**Instructions to follow:** Lines containing the word "mask" are to be copied from the data below.

**Input material:**

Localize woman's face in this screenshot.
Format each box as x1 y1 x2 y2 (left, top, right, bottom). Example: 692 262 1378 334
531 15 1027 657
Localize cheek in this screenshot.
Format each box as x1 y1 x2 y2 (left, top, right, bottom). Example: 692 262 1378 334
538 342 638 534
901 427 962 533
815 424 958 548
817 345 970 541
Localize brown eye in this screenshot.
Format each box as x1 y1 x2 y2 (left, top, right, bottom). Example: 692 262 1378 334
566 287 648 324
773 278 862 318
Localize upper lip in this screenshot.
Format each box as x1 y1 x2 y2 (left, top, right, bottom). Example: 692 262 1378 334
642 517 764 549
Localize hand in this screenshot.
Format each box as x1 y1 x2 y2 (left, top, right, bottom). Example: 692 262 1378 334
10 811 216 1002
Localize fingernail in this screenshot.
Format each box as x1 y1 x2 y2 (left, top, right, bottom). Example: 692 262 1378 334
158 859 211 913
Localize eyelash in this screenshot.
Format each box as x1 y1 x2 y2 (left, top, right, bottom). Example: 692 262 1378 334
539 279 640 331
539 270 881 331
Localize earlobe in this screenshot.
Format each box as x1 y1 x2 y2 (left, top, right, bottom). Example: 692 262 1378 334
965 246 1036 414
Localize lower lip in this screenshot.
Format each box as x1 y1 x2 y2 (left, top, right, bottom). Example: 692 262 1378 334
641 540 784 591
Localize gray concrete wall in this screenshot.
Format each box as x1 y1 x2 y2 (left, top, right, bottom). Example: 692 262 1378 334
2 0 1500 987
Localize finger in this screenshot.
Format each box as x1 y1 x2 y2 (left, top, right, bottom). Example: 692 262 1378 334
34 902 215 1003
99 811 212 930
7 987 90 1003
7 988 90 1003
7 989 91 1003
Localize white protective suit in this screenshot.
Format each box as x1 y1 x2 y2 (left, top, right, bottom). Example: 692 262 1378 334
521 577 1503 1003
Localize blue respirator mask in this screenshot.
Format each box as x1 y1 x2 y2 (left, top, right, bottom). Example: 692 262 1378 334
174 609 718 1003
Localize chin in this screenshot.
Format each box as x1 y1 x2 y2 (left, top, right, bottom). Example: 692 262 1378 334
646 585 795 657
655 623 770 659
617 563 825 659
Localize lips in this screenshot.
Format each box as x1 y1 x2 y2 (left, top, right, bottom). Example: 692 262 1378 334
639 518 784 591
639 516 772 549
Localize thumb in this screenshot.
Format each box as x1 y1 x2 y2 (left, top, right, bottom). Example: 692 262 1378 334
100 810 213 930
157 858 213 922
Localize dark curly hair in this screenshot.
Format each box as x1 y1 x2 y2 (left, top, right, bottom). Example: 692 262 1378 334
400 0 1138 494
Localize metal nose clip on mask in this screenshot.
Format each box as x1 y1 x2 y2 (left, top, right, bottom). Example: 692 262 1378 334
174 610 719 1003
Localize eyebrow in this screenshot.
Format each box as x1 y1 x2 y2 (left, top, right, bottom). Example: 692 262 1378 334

**Response area:**
Localize blue respirator mask in this screenshot.
Localize metal nose clip on mask in this screenshot.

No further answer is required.